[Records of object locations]
⟨
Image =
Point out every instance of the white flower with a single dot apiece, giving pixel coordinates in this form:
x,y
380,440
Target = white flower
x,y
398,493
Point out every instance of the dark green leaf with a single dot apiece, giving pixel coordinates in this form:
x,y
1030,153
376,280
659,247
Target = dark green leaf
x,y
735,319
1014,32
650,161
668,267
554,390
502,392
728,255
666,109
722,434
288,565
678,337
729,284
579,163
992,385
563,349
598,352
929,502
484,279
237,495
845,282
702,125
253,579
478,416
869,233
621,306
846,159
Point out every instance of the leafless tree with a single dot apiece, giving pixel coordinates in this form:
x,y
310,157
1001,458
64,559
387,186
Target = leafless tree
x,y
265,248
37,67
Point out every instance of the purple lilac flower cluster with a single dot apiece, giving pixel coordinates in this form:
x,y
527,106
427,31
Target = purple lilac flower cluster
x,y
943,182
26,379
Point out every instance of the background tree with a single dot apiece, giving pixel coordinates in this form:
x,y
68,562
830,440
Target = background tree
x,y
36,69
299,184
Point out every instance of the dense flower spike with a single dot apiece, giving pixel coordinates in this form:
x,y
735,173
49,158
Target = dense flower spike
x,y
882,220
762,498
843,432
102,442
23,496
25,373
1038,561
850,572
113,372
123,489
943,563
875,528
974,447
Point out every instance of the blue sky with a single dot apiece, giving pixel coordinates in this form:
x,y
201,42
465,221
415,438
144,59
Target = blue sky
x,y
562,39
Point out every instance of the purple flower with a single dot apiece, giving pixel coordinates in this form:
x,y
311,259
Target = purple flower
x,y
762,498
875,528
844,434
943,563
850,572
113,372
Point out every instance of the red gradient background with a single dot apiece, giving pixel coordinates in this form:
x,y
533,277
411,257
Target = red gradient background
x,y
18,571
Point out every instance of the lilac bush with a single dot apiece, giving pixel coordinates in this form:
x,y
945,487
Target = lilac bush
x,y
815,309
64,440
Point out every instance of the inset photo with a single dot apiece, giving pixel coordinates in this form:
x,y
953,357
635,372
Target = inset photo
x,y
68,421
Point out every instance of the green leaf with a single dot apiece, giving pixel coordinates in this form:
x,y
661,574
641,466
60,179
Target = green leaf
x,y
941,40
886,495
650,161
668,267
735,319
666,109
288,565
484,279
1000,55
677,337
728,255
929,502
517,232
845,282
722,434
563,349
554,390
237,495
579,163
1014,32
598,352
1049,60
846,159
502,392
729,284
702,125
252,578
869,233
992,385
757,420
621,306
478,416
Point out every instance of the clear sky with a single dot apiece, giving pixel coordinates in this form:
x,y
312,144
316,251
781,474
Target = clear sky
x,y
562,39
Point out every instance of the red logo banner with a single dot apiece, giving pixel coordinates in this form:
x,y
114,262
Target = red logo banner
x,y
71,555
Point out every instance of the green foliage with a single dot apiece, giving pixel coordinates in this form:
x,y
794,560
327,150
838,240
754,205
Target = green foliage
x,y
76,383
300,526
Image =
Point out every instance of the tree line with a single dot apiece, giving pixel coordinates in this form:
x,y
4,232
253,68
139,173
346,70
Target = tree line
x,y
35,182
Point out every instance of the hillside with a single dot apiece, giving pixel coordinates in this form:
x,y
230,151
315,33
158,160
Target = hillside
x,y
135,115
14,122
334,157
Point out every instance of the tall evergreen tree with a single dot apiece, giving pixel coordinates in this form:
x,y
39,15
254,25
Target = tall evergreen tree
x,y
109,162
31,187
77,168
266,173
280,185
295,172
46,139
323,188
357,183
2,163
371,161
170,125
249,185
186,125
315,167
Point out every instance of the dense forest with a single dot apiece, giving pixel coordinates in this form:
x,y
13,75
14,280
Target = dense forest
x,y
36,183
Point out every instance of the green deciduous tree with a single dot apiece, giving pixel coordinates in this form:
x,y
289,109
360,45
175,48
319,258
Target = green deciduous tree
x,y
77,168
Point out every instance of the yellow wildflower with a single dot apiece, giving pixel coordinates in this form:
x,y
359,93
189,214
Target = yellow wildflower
⟩
Short exercise
Copy out the listing above line for line, with no changes.

Output of the exercise
Image =
Point out every instance of the white flower with a single dot apiece, giving pixel coordinates in this form:
x,y
380,440
Target = white flower
x,y
398,493
Point out every instance of the dark green leaf with a single dot apiece, giving pixel coordinates in this form:
x,y
1030,153
376,280
659,247
Target = dark green leaf
x,y
735,319
1014,32
650,161
668,267
554,390
502,392
728,255
666,109
722,434
288,565
678,337
729,284
579,163
992,385
563,349
598,352
929,502
484,279
237,495
845,282
702,125
253,579
478,416
869,233
621,306
846,159
Point out every instance of the leafless tree with a single dot apiece, giving pixel coordinates in this form:
x,y
310,157
1001,458
64,559
387,186
Target = leafless tree
x,y
265,248
37,67
Point out every instance of the purple lilac flower cluster with a single dot apiece, giving pixel coordinates in this form:
x,y
527,106
427,31
Target = purple lilac flower cluster
x,y
943,182
26,379
Point out every instance of the background tree with a single dot apiece, giving pixel coordinates in this form:
x,y
68,562
830,440
Target = background tree
x,y
36,69
299,184
Point out every instance of the dense flower spike with a single dot apiece, giving pixel coordinates in this form:
x,y
735,173
49,158
Target = dense flower spike
x,y
882,220
762,498
843,432
102,442
23,496
25,373
1038,561
850,572
113,372
123,489
943,563
875,528
974,447
Point out every instance of the blue sky with a single dot apiece, giving pixel coordinates in this form:
x,y
201,42
465,221
415,438
144,59
Target = blue sky
x,y
562,39
Point out every instance of the purple flower with a single dot apiece, giving pixel coordinates in this form:
x,y
311,259
Target = purple flower
x,y
762,498
875,528
844,434
943,563
850,572
113,372
Point out every instance of the red gradient background with a single dot apiece, giving pixel coordinates in this form:
x,y
533,277
411,257
Target = red gradient background
x,y
18,571
Point out every instance of the lilac bush with a single dot apiece, giving pixel coordinates in this form:
x,y
945,487
Target = lilac bush
x,y
815,309
64,440
Point out every instance of the inset photo with a single dot apiece, giving pixel coordinates in this form:
x,y
953,357
635,372
Target = inset photo
x,y
68,421
Point out every instance of the green leaf with a single dot apiece, giving pixel coordinates in this form:
x,y
661,574
641,466
60,179
Target = green leaf
x,y
941,40
886,495
650,161
668,267
735,319
666,109
288,565
484,279
1000,55
677,337
728,255
929,502
517,232
845,282
722,434
563,349
554,390
237,495
579,163
1014,32
598,352
1049,60
846,159
502,392
729,284
702,125
252,578
869,233
992,385
757,420
621,306
478,416
Point out every instance of the clear sky with a single dot apiece, giving pixel coordinates in this form:
x,y
312,144
316,251
781,474
Target = clear sky
x,y
562,39
Point out every instance of the red logo banner with a single dot apiece, giving pixel coordinates in this form:
x,y
114,262
Target = red logo banner
x,y
71,555
Point out every instance of the green foliage with a single dot apiece, giving pixel coordinates in this form:
x,y
794,560
327,150
838,240
754,205
Target = green foliage
x,y
76,383
300,526
Image =
Point out every instance of the tree line with a single dot apiece, giving pixel coordinates in this form:
x,y
4,232
253,68
139,173
346,70
Target = tree line
x,y
35,182
Point out every instance of the hillside with a single dot apiece, giving pixel coordinates in this form:
x,y
230,151
315,33
158,160
Target = hillside
x,y
135,115
14,122
334,157
Point out every instance of the tall evergreen tree with a single dot apiece, giving pixel coordinates in this form:
x,y
39,15
254,25
Target = tall evergreen tree
x,y
109,162
31,187
77,168
266,173
280,185
295,172
46,139
323,188
357,183
2,163
371,161
170,125
249,185
186,125
315,167
Point out every instance of the dense forest with a single dot apiece, giving pixel coordinates in this form:
x,y
13,75
14,280
Target = dense forest
x,y
36,183
Point out every instance of the green deciduous tree with a single dot apiece, giving pixel coordinates in this form:
x,y
289,109
360,45
175,48
319,258
Target = green deciduous tree
x,y
77,168
Point out every instance of the yellow wildflower with a single dot apiece, giving pixel coordinates in this form:
x,y
359,93
189,214
Target = yellow wildflower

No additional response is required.